▶ Supplied records:
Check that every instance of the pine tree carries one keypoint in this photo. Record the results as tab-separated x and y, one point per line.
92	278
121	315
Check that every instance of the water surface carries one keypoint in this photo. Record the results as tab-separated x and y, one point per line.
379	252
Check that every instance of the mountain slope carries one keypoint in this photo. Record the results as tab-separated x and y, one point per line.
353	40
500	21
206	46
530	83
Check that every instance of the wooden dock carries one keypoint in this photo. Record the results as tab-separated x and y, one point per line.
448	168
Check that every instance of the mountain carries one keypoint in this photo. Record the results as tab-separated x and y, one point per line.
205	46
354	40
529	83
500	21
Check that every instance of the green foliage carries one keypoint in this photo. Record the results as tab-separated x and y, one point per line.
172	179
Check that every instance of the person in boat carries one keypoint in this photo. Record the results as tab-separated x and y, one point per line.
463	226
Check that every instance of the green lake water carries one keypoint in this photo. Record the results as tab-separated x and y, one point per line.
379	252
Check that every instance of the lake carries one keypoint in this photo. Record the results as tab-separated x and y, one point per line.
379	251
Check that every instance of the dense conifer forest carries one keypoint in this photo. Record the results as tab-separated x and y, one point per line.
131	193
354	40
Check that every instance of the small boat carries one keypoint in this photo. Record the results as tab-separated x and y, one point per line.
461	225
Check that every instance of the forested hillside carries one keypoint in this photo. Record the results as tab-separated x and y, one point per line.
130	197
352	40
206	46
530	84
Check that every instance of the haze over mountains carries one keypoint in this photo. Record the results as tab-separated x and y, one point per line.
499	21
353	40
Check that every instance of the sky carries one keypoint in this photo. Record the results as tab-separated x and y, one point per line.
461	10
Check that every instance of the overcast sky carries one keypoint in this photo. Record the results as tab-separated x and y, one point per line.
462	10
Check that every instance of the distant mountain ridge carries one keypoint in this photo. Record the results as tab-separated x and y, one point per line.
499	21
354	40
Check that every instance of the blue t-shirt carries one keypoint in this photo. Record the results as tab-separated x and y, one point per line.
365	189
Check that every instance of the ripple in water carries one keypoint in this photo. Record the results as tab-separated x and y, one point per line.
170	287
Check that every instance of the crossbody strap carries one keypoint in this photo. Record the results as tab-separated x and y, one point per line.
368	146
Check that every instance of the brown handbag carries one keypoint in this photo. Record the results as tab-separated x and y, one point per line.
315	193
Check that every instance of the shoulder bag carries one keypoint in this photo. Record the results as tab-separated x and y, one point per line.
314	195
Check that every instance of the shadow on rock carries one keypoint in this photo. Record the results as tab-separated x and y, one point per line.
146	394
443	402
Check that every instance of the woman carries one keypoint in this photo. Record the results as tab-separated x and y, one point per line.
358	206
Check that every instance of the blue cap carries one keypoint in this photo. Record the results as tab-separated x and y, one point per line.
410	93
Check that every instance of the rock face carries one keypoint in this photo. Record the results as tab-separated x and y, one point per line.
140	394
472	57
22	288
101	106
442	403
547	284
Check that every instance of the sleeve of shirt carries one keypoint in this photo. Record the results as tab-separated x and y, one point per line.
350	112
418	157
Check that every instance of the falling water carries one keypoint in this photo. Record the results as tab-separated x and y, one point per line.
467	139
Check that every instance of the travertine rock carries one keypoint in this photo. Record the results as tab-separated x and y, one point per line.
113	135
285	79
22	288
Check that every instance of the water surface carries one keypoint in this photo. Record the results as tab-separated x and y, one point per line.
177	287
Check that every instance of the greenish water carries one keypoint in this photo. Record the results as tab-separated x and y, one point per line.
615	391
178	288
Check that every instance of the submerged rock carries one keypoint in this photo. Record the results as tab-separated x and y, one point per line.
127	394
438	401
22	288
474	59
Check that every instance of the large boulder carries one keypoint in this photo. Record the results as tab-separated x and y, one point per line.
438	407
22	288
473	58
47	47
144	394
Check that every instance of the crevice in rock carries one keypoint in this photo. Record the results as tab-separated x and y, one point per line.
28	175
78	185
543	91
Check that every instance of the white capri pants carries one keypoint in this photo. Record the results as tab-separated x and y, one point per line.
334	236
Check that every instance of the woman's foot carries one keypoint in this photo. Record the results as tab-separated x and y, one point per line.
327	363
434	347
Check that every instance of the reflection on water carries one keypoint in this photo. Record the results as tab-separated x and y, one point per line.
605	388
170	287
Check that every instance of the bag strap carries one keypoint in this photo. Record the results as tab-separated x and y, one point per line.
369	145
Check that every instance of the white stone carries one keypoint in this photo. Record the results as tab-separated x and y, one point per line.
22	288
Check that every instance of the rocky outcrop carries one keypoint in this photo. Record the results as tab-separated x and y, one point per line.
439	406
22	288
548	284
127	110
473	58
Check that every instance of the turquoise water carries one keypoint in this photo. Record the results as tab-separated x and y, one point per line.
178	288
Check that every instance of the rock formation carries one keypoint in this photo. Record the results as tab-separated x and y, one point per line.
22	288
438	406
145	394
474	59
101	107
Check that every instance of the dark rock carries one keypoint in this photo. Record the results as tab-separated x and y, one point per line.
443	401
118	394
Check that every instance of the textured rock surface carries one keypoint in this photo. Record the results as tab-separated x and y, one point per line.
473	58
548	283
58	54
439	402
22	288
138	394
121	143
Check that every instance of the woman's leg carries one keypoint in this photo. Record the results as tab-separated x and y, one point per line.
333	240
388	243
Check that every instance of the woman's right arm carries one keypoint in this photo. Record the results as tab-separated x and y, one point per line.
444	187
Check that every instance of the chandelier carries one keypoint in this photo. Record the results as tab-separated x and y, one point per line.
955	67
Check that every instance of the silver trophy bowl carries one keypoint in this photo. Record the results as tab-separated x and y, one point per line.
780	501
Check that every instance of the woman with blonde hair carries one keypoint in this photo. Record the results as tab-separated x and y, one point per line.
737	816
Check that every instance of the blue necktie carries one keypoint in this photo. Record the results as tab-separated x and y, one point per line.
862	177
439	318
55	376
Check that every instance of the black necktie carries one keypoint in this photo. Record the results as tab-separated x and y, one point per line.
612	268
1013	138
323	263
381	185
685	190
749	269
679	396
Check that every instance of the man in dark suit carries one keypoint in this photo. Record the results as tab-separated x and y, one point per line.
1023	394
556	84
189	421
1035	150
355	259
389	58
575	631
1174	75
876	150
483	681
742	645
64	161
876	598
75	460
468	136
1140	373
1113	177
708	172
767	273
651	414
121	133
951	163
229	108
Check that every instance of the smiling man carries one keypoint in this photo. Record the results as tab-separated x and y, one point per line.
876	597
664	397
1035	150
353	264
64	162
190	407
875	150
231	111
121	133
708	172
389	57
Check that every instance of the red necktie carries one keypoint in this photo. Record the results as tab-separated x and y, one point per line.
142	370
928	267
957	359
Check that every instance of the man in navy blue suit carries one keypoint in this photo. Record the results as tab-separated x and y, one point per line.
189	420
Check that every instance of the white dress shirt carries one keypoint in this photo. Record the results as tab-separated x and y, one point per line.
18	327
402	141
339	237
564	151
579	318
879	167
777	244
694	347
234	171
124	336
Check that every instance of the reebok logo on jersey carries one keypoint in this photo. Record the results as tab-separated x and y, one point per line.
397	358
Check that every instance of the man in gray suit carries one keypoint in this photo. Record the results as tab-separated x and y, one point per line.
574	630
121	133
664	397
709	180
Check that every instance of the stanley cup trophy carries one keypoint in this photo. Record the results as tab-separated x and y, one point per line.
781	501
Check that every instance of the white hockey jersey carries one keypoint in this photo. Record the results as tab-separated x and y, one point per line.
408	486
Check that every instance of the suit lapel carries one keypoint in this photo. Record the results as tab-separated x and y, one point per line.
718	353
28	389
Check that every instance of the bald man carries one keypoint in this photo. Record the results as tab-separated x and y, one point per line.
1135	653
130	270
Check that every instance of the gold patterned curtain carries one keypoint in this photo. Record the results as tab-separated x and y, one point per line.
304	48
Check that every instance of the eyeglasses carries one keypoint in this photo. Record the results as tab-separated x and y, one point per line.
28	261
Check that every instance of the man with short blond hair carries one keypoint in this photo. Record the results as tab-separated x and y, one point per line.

▶ Exercise directions:
Copy exactly, and only, the lines from the one containing "Check that every instance of the smiling" through the last line of the listing.

▶ Exercise result:
Check that every instance of the smiling man carries one keypoint in this photo. Record the results as tab-separated x and y, one point per line.
876	597
664	397
1035	150
353	264
64	162
190	407
875	150
231	111
121	133
708	172
389	57
Check that every instance of the red necktie carries one keypoint in this photo. Record the results as tab-separated x and y, one point per line.
142	370
928	267
957	359
Check that every instance of the man in navy blue suit carries one keypoint in this photo. Record the results as tab-separated x and y, one point per line.
189	420
Check that every instance of the white dress shirt carries one keypoint in this photo. Record the results as tab-separated x and y, one point per line.
18	327
402	141
339	237
564	151
579	318
879	167
777	244
694	347
234	171
124	336
Check that every instance of the reebok logo on jersey carries one keypoint in this photo. Record the results as tab-separated x and y, one point per line.
397	358
Check that every instance of the man in gray suit carries one keypoint in this photo. Record the results as tab-separated x and y, one point per line.
574	630
121	133
664	397
709	180
Check that every instance of the stanley cup trophy carries one keypoint in this photo. Record the results as tab-separated x and y, one point per line.
781	501
Check that every instance of the white hockey jersey carries one keypoint in this photo. Record the results as tab-separated x and y, one point per line.
408	486
Check that every instance of the suit lapel carries one keypoint in this photo. Record the results as tab-separated x and y, one point per line.
718	353
28	389
Check that every instance of the bald man carries one keypoint in this photo. Record the results as tab-separated x and y, one point per line.
1135	653
130	270
Check that every instance of the gold patterned curtain carries one keypoint in this photo. Record the results as tab-separated x and y, one point per line.
304	48
Check that every instance of the eyeglasses carries one keypoint in this photo. Record the results as tab-separated x and y, one point per line.
28	261
Check that every instance of the man with short blond hair carries one keypoint in this photo. Record the results as tab-separated x and y, one point per line.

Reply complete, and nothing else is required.